= DO THIS =
Repeat precisely, and only, the lines between the line containing "Q: Put a point on each instance of the tan" and the end of the listing below, both ends included.

= RECORD EXCERPTS =
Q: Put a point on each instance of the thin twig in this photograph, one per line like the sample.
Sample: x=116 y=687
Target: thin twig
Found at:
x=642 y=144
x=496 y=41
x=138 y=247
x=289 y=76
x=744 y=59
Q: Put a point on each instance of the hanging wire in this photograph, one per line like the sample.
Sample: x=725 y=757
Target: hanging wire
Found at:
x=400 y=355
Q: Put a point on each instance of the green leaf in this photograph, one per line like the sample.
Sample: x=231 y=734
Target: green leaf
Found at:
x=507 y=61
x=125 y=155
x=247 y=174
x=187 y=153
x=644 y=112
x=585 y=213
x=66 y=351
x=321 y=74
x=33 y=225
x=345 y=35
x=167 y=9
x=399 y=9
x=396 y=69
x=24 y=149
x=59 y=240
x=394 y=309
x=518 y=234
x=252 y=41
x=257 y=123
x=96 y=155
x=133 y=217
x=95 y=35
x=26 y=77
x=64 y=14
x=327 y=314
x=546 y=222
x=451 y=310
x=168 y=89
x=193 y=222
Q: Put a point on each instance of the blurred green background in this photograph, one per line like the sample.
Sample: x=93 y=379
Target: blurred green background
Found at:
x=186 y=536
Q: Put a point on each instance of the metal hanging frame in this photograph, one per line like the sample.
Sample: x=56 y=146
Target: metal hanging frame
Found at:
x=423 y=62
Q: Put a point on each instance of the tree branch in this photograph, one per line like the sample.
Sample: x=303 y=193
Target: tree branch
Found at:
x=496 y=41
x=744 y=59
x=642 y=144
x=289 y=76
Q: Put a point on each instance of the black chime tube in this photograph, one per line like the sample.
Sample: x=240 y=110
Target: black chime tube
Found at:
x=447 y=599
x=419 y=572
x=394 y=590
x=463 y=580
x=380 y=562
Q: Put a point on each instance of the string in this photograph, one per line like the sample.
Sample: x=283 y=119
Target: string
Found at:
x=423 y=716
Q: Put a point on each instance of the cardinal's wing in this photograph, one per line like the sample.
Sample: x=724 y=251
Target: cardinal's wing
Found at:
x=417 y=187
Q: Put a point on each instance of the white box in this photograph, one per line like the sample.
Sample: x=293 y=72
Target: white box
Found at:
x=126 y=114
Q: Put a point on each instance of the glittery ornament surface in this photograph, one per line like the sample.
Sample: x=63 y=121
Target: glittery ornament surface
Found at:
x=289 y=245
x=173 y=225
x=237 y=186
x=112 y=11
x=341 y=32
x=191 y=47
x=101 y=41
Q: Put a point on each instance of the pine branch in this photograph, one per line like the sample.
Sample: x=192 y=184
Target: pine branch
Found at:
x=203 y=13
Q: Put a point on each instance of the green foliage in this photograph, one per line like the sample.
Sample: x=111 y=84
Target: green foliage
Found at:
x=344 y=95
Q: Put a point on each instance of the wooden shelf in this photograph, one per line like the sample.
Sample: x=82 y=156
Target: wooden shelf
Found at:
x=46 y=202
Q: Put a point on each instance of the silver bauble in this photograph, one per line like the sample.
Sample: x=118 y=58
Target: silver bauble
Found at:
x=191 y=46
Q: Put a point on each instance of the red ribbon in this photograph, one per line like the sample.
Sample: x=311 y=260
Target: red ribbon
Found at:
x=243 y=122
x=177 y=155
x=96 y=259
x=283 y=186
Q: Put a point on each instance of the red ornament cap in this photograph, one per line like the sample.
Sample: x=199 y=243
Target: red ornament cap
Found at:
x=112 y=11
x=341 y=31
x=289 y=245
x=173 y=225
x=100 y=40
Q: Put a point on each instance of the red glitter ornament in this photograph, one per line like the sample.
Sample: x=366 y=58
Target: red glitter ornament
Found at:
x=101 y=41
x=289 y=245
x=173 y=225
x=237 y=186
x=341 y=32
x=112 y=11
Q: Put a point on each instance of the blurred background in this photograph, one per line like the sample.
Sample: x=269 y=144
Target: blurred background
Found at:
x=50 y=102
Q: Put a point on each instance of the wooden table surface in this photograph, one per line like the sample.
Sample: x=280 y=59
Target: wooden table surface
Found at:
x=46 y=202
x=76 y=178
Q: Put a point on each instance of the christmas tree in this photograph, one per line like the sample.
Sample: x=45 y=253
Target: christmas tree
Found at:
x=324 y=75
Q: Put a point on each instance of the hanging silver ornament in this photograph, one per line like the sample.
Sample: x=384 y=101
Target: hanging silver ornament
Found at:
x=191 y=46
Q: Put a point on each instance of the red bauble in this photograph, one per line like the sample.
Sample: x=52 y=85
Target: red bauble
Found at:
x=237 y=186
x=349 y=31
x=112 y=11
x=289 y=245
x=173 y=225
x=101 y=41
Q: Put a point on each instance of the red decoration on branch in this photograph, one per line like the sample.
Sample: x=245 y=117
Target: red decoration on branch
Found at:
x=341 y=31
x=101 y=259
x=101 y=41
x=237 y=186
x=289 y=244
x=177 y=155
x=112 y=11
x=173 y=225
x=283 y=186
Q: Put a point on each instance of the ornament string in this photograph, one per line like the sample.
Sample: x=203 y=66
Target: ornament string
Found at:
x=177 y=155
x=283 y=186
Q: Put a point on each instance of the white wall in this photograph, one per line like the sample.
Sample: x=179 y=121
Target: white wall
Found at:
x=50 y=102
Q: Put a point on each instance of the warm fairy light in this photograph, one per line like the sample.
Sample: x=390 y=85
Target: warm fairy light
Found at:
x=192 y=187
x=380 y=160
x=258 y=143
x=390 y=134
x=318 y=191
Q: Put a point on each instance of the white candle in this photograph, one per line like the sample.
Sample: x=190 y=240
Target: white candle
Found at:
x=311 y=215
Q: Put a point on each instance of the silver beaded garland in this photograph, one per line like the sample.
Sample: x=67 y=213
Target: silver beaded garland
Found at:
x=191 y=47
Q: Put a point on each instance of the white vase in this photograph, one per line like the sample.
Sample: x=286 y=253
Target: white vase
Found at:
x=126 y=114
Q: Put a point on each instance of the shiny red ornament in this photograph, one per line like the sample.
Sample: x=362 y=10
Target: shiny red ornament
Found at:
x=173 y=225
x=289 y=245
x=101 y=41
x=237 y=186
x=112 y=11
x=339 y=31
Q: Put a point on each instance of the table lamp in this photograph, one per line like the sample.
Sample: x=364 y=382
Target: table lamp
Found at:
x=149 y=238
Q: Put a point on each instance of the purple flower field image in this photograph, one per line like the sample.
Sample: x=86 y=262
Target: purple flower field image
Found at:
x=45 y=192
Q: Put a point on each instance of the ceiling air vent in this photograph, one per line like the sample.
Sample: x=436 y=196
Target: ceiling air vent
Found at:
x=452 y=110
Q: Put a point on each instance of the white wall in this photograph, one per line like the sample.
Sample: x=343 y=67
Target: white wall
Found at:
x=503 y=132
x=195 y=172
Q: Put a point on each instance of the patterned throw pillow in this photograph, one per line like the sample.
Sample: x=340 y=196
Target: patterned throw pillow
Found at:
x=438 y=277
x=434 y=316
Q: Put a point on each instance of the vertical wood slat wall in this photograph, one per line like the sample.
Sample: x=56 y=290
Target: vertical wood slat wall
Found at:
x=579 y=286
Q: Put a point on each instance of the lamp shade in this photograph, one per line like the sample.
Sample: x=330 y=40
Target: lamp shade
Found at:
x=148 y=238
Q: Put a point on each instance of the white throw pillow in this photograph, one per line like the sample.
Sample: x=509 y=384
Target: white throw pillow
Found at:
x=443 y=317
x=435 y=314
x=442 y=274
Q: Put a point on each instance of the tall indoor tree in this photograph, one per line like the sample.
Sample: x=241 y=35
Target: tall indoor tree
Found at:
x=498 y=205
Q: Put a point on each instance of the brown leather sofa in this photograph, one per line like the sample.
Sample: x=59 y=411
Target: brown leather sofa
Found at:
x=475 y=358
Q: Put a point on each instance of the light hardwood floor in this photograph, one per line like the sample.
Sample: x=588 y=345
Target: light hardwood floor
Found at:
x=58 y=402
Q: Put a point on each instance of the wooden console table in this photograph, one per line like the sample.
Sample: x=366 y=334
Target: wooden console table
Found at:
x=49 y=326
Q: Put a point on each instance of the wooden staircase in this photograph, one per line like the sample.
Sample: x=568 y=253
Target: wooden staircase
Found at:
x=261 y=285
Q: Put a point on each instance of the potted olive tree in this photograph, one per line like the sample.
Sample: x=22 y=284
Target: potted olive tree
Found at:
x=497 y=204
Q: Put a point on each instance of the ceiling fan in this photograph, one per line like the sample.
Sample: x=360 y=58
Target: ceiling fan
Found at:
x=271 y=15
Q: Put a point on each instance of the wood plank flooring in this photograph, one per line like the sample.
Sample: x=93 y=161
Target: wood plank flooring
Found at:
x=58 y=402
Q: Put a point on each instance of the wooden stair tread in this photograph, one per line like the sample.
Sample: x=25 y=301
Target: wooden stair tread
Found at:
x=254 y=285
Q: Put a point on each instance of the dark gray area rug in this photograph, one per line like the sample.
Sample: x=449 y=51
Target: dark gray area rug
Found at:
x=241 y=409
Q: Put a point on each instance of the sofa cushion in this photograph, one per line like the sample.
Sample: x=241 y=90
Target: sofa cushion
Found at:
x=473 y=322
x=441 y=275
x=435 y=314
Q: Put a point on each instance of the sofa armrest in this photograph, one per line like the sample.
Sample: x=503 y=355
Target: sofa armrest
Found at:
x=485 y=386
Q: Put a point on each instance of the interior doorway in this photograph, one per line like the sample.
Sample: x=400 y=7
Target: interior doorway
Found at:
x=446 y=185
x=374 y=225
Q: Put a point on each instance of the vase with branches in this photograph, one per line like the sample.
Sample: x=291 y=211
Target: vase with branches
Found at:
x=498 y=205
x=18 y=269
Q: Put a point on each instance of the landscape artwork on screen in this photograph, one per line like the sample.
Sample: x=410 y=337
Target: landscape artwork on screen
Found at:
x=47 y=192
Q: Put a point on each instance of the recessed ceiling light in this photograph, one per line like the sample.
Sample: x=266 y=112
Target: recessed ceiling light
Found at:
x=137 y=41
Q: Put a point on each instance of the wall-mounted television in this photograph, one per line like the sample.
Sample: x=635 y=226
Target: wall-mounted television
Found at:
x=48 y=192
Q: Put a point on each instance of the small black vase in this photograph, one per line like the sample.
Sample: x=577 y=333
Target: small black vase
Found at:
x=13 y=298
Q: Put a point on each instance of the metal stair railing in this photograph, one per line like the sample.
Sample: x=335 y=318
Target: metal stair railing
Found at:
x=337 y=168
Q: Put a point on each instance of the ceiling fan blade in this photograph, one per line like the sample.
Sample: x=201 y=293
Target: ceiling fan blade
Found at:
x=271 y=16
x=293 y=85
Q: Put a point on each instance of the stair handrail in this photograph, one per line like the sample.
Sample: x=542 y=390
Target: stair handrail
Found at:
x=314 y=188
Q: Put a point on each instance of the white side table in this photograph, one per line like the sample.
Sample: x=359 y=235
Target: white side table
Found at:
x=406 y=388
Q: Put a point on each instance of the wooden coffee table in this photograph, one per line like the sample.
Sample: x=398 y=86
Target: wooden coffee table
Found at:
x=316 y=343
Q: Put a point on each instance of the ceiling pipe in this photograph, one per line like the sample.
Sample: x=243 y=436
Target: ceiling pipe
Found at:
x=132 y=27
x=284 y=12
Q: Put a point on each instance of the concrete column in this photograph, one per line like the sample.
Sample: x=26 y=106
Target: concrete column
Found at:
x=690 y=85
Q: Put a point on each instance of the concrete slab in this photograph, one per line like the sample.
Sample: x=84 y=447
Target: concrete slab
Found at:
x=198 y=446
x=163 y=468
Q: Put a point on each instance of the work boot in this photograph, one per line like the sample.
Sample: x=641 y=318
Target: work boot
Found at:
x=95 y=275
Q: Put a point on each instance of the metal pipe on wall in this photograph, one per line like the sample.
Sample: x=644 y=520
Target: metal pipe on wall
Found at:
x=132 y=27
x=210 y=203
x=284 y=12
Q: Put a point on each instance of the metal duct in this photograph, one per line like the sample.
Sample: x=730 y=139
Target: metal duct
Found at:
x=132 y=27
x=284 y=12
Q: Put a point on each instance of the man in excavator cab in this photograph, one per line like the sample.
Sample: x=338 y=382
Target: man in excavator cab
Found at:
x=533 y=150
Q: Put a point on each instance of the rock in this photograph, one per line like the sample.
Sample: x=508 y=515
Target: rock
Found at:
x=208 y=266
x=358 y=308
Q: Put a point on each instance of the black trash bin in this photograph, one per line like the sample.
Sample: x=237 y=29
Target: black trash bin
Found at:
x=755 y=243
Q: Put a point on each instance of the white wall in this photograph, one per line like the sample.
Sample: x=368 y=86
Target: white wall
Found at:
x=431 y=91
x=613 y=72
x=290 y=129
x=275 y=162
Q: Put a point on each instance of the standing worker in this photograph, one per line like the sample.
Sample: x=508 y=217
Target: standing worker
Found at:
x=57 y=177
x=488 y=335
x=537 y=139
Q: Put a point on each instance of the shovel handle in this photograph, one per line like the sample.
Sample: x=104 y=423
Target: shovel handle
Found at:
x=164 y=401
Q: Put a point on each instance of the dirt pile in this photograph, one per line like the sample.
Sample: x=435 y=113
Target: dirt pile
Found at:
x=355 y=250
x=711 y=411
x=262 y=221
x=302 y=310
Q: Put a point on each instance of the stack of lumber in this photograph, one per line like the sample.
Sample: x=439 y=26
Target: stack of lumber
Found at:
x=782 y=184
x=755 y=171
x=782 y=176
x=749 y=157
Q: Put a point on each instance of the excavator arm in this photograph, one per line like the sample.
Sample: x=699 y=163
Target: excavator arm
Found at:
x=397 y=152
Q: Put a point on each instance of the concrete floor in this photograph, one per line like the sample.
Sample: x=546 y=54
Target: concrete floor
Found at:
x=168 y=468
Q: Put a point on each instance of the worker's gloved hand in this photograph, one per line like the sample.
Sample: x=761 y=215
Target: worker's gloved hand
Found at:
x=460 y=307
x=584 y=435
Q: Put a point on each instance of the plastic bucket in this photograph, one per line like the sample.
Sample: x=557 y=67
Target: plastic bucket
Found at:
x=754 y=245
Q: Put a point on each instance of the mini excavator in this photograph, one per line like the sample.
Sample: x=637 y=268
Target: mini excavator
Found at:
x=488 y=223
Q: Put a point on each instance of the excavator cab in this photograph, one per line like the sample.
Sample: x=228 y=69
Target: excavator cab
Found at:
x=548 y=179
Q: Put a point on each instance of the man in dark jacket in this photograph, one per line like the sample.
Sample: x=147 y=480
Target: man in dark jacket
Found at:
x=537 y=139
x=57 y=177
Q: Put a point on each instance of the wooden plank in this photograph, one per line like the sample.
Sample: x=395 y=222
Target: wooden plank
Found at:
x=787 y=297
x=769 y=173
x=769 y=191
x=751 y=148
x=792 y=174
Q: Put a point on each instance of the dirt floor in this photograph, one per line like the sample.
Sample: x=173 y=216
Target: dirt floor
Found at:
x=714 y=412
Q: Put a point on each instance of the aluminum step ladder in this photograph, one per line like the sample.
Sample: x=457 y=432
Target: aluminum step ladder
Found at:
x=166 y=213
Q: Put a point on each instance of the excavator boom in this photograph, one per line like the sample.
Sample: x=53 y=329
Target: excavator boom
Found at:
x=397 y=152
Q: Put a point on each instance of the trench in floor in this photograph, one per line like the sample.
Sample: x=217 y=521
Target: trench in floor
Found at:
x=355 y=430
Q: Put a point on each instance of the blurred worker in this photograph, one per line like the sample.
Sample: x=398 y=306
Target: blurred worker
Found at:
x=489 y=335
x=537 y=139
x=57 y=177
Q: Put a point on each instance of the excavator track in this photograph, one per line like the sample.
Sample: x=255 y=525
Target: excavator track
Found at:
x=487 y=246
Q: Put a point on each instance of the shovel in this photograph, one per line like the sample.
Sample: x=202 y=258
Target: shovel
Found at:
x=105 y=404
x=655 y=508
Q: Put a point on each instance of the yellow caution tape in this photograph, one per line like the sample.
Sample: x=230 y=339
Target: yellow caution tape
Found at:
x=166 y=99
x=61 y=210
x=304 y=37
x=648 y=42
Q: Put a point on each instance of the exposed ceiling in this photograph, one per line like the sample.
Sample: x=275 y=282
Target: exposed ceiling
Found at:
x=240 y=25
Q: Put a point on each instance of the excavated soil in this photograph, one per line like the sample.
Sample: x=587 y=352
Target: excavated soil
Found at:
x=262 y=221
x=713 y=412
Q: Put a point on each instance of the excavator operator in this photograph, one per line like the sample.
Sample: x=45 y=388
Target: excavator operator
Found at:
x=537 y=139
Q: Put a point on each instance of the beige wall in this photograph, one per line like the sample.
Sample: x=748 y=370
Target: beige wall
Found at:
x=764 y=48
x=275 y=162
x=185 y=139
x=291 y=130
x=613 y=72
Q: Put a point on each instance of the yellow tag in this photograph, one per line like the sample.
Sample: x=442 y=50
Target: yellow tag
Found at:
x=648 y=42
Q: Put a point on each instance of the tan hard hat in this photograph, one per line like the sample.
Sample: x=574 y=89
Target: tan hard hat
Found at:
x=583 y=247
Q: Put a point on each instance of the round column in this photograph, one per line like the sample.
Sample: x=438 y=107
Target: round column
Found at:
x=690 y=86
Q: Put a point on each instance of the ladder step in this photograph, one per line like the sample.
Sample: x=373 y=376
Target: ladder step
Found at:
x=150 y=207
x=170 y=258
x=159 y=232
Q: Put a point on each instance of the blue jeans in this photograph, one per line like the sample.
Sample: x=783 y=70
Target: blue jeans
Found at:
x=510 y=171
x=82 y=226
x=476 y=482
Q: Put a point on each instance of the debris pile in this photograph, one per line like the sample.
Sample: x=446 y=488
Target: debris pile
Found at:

= RESPONSE TO THE TASK =
Q: Put a point on each instance of the tan hard hat in this photograph, one per line like the sample.
Sample: x=574 y=89
Target: tan hard hat
Found at:
x=583 y=247
Q: Put a point on each instance of the round column in this photograph, one per line like the sample.
Sample: x=438 y=107
Target: round column
Found at:
x=690 y=86
Q: Put a point on each instance of the ladder step in this photograph, one per line like the sample.
Sample: x=373 y=376
Target: ladder step
Found at:
x=150 y=207
x=170 y=258
x=159 y=232
Q: Put a point on each instance of the blue jeans in this photograph, one per line like the sample.
Sample: x=783 y=70
Target: blue jeans
Found at:
x=510 y=171
x=82 y=226
x=476 y=482
Q: Put a point on each instance of the debris pile in this photograph, one per line like the sample.
Sample: x=446 y=488
Target: debris pile
Found at:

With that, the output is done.